Dónde quedó mi Elefante

Era Día de las Madres y yo no tenía más de cuatro años. Mi papá había decidido llevarnos a mí y a mi mamá al Restaurante Los Geranios, en el Centro Histórico; las copas se fueron vaciando, una cosa llevó a la otra y –según me cuentan- terminé la tarde interpretando ‘Mi Cariñito’, de Pedro Infante. Bien plantado, con la mano derecha acompañando el compás, solté el mejor concierto que haya brindado hasta la fecha: cariño que Dios me ha dado, cariño que a mí me quiere sin interés. A lo que mi mamá planteaba tronando las bocinas con los Rolling Stones, mi papá le respondía con Pedro Infante; del matrimonio salió este que leen.

Mientras mis compañeros de clase se enfundaban en camisetas de Nirvana y Sonic Youth, o descubrían los primeros discos de Gorillaz y los Black Eyed Peas, yo me sumergía cada tarde en la discografía de Elefante, al grado de poder recitar de memoria casi cualquier canción de sus dos primeros álbumes. Reyli Barba, antes de deschavetarse, tener fe e irse a la luna, era la voz del grupo más importante de mi infancia.
______
CONJUNTO DE TAREAS ::
**1.** Transcribe el fragmento del relato sobre Elefante que va de "Era Día de las" a "este que leen.", ambos incluidos.
**2.** Indica si cada afirmación concuerda con el relato sobre Elefante: (a) Quien narra tenía más de cuatro años aquel Día de las Madres. (b) La madre ponía a todo volumen a los Rolling Stones. (c) Los compañeros de clase de quien narra pasaban las tardes escuchando a Elefante. Responde sí o no y cita las palabras del relato que lo deciden.
**3.** Sigue escribiendo el relato sobre Elefante a partir de su última oración.
______
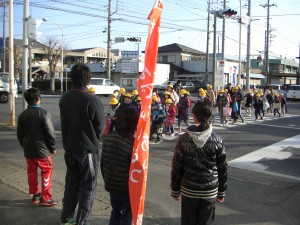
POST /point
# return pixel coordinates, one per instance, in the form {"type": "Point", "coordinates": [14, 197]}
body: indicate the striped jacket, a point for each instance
{"type": "Point", "coordinates": [199, 167]}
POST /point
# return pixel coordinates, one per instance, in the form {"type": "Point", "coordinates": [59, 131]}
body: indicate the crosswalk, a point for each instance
{"type": "Point", "coordinates": [217, 124]}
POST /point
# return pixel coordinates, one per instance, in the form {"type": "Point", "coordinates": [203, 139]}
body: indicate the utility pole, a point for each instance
{"type": "Point", "coordinates": [223, 34]}
{"type": "Point", "coordinates": [248, 46]}
{"type": "Point", "coordinates": [298, 76]}
{"type": "Point", "coordinates": [108, 40]}
{"type": "Point", "coordinates": [207, 43]}
{"type": "Point", "coordinates": [4, 4]}
{"type": "Point", "coordinates": [214, 52]}
{"type": "Point", "coordinates": [267, 39]}
{"type": "Point", "coordinates": [25, 50]}
{"type": "Point", "coordinates": [11, 66]}
{"type": "Point", "coordinates": [240, 46]}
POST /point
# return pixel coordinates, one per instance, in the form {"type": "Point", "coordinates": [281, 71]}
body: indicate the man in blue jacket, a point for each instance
{"type": "Point", "coordinates": [82, 123]}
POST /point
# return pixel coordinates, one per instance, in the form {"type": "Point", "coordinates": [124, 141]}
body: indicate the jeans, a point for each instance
{"type": "Point", "coordinates": [80, 187]}
{"type": "Point", "coordinates": [197, 211]}
{"type": "Point", "coordinates": [121, 210]}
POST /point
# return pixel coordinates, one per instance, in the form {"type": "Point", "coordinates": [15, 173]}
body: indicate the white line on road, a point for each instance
{"type": "Point", "coordinates": [287, 127]}
{"type": "Point", "coordinates": [274, 151]}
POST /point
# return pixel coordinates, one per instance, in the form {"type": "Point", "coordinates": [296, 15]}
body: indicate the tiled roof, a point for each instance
{"type": "Point", "coordinates": [179, 48]}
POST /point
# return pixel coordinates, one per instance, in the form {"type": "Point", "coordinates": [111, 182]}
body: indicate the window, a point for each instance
{"type": "Point", "coordinates": [172, 58]}
{"type": "Point", "coordinates": [96, 82]}
{"type": "Point", "coordinates": [294, 87]}
{"type": "Point", "coordinates": [129, 82]}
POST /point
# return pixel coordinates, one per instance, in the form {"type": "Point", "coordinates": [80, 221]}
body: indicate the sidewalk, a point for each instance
{"type": "Point", "coordinates": [16, 206]}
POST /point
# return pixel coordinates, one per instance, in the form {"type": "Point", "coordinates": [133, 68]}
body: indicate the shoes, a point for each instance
{"type": "Point", "coordinates": [36, 198]}
{"type": "Point", "coordinates": [49, 203]}
{"type": "Point", "coordinates": [71, 221]}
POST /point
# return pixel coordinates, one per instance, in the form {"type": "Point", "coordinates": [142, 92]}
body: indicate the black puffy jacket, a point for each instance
{"type": "Point", "coordinates": [82, 121]}
{"type": "Point", "coordinates": [199, 168]}
{"type": "Point", "coordinates": [35, 132]}
{"type": "Point", "coordinates": [115, 162]}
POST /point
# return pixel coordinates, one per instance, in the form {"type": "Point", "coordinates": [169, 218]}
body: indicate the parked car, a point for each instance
{"type": "Point", "coordinates": [277, 87]}
{"type": "Point", "coordinates": [4, 87]}
{"type": "Point", "coordinates": [187, 86]}
{"type": "Point", "coordinates": [104, 86]}
{"type": "Point", "coordinates": [293, 92]}
{"type": "Point", "coordinates": [164, 85]}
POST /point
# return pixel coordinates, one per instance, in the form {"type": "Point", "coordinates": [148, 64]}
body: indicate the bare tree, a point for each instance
{"type": "Point", "coordinates": [53, 52]}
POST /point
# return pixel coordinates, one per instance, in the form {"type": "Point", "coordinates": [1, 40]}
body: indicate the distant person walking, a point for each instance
{"type": "Point", "coordinates": [115, 164]}
{"type": "Point", "coordinates": [82, 123]}
{"type": "Point", "coordinates": [36, 135]}
{"type": "Point", "coordinates": [199, 169]}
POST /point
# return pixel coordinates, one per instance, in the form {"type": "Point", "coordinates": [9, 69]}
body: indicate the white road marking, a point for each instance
{"type": "Point", "coordinates": [274, 151]}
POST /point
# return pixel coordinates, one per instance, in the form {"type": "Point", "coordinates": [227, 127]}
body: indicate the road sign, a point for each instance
{"type": "Point", "coordinates": [119, 39]}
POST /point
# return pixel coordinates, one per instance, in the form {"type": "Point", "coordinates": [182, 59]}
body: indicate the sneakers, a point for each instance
{"type": "Point", "coordinates": [49, 203]}
{"type": "Point", "coordinates": [36, 198]}
{"type": "Point", "coordinates": [70, 221]}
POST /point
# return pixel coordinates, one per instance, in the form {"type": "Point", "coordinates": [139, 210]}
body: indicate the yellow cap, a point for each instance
{"type": "Point", "coordinates": [202, 93]}
{"type": "Point", "coordinates": [154, 98]}
{"type": "Point", "coordinates": [92, 90]}
{"type": "Point", "coordinates": [170, 85]}
{"type": "Point", "coordinates": [127, 95]}
{"type": "Point", "coordinates": [235, 88]}
{"type": "Point", "coordinates": [134, 92]}
{"type": "Point", "coordinates": [113, 101]}
{"type": "Point", "coordinates": [183, 92]}
{"type": "Point", "coordinates": [167, 93]}
{"type": "Point", "coordinates": [168, 101]}
{"type": "Point", "coordinates": [122, 90]}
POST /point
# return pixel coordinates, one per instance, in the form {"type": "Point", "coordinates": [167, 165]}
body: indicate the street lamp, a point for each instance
{"type": "Point", "coordinates": [62, 53]}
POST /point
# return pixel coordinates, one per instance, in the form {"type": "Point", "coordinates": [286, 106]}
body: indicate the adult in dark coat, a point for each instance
{"type": "Point", "coordinates": [82, 124]}
{"type": "Point", "coordinates": [115, 164]}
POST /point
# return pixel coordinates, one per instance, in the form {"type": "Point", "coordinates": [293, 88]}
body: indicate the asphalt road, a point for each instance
{"type": "Point", "coordinates": [263, 180]}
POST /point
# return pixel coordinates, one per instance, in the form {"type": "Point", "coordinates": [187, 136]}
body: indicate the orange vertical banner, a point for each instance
{"type": "Point", "coordinates": [139, 162]}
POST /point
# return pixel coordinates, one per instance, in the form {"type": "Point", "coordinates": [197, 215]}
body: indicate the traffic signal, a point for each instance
{"type": "Point", "coordinates": [134, 39]}
{"type": "Point", "coordinates": [227, 12]}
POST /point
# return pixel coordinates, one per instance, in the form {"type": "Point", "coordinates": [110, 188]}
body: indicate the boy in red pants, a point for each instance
{"type": "Point", "coordinates": [36, 135]}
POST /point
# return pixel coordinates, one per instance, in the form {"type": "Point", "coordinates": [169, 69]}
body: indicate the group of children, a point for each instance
{"type": "Point", "coordinates": [165, 108]}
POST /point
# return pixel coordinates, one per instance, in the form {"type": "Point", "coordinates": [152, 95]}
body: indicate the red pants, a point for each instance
{"type": "Point", "coordinates": [46, 166]}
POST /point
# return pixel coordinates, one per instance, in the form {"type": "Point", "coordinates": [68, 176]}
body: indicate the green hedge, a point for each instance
{"type": "Point", "coordinates": [44, 85]}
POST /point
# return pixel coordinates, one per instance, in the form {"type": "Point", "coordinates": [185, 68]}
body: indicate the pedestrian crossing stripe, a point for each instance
{"type": "Point", "coordinates": [217, 123]}
{"type": "Point", "coordinates": [277, 151]}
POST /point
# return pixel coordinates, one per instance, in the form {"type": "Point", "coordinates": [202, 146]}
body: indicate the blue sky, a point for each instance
{"type": "Point", "coordinates": [183, 21]}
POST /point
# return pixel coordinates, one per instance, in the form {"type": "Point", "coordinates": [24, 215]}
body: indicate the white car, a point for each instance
{"type": "Point", "coordinates": [293, 92]}
{"type": "Point", "coordinates": [104, 86]}
{"type": "Point", "coordinates": [4, 87]}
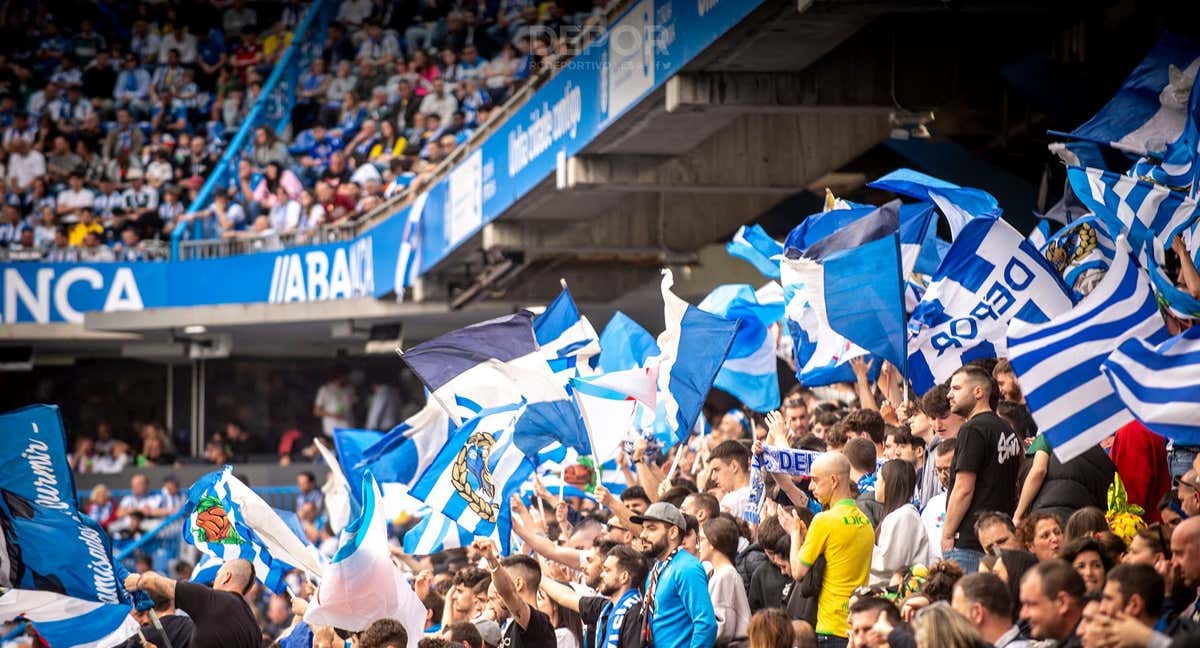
______
RESULTADOS DEL EJERCICIO ::
**1.**
Era Día de las Madres y yo no tenía más de cuatro años. Mi papá había decidido llevarnos a mí y a mi mamá al Restaurante Los Geranios, en el Centro Histórico; las copas se fueron vaciando, una cosa llevó a la otra y –según me cuentan- terminé la tarde interpretando ‘Mi Cariñito’, de Pedro Infante. Bien plantado, con la mano derecha acompañando el compás, solté el mejor concierto que haya brindado hasta la fecha: cariño que Dios me ha dado, cariño que a mí me quiere sin interés. A lo que mi mamá planteaba tronando las bocinas con los Rolling Stones, mi papá le respondía con Pedro Infante; del matrimonio salió este que leen.

**2.**
(a) No: "yo no tenía más de cuatro años".
(b) Sí: "mi mamá planteaba tronando las bocinas con los Rolling Stones".
(c) No: "Mientras mis compañeros de clase se enfundaban en camisetas de Nirvana y Sonic Youth, o descubrían los primeros discos de Gorillaz y los Black Eyed Peas, yo me sumergía cada tarde en la discografía de Elefante".

**3.**
A pesar de resignificar varias de sus canciones (tardé en darme cuenta de que era el tiempo es el doctor de los dolidos; en vez de el tiempo es el doctor de los Doritos), en ellos me reflejaba al pedir una explicación a mis amores de la primaria (no recuerdo precisamente cuántas niñas me llevaron a berrear dónde está el olvido, dónde está el fracaso con apenas siete años. Aprendí a multiplicar y rasgarme las venas con rock nacional casi al mismo tiempo.

Ya en secundaria, con catorce años, pegué mi Sony Ericsson a una de las bocinas de la computadora –escondidísimas detrás del monitor- en una contorsión digna del Cirque du Soleil a fin de grabarle a alguien que adonde vayas; donde te quedes, ahí quiero estar –una canción hallable en internet acompañada por imágenes de Up, la película, en una mezcla cuando menos extraña-.

Elefante, la banda que también se pregunta para qué mirar la luna cuando no te aman, fue una especie de gurú; no todo eran declaraciones melosas, también me otorgó la posibilidad de vociferar a alguna mentirosa, embustera, por quien en mi pubertad juraba dar la vida entera.

Hoy, varios años después, sigo admirándolos profundamente. Ya no me tiro a los aguaceros pidiendo naufragar lejos de ti, pero llevo tatuado un cúmulo de versos que, en opinión de quien escribe, pertenecen al Olimpo del rock nacional:

Anoche pude ver cuando te fuiste,
solito me quedé y no dije nada.
Tal vez esta canción te suene triste,
pero me está llevando la chingada.

Crecí atosigado por declaraciones de amor musicalizadas provenientes del estéreo, quizá ello fomentó mi actual aversión irremediable a los boleros y música romántica que no sea José José o Juan Gabriel. No sé qué pasó con Elefante; si sigue existiendo y con qué alineación, pero les agradezco profundamente haber sido el soundtrack de mis más tempranas historias de amor.